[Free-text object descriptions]
*****

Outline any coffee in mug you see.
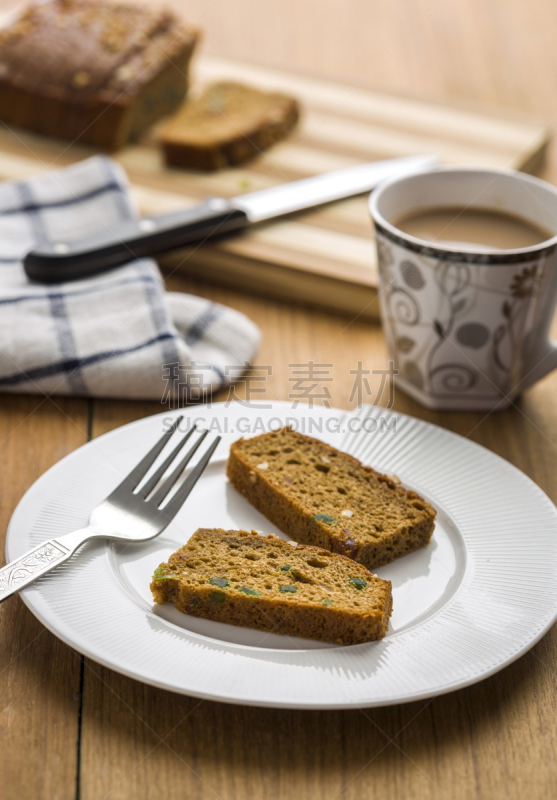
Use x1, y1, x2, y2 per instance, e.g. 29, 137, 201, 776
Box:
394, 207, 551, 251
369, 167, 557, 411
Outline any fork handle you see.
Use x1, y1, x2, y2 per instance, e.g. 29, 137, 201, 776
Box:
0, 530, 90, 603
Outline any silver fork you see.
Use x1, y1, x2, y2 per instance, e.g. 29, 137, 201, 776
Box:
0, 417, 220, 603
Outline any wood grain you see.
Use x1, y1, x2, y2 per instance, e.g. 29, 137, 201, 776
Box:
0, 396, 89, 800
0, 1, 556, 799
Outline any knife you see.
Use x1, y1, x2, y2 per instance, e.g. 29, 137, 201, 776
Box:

*****

ACTIVITY = Repeat each record exactly as shown above, dropping all images.

TASK ANSWER =
Outline any coffee in mug you see.
Use x1, y1, x2, y2 per instance, e.g. 29, 137, 201, 776
Box:
394, 207, 551, 251
369, 167, 557, 411
Outline any fork handle you see.
Use x1, y1, x2, y2 per instance, e.g. 29, 137, 201, 776
Box:
0, 530, 90, 603
Outline any silver fork you see.
Use x1, y1, x2, y2 per instance, e.g. 29, 137, 201, 776
Box:
0, 417, 220, 603
Outline any wood grain you see.
Use x1, y1, x2, y2 per instance, e.g. 29, 137, 201, 776
Box:
0, 396, 89, 800
0, 1, 556, 799
Outline any knife you see.
Use x1, y1, x2, y2 per instance, e.g. 29, 137, 201, 776
Box:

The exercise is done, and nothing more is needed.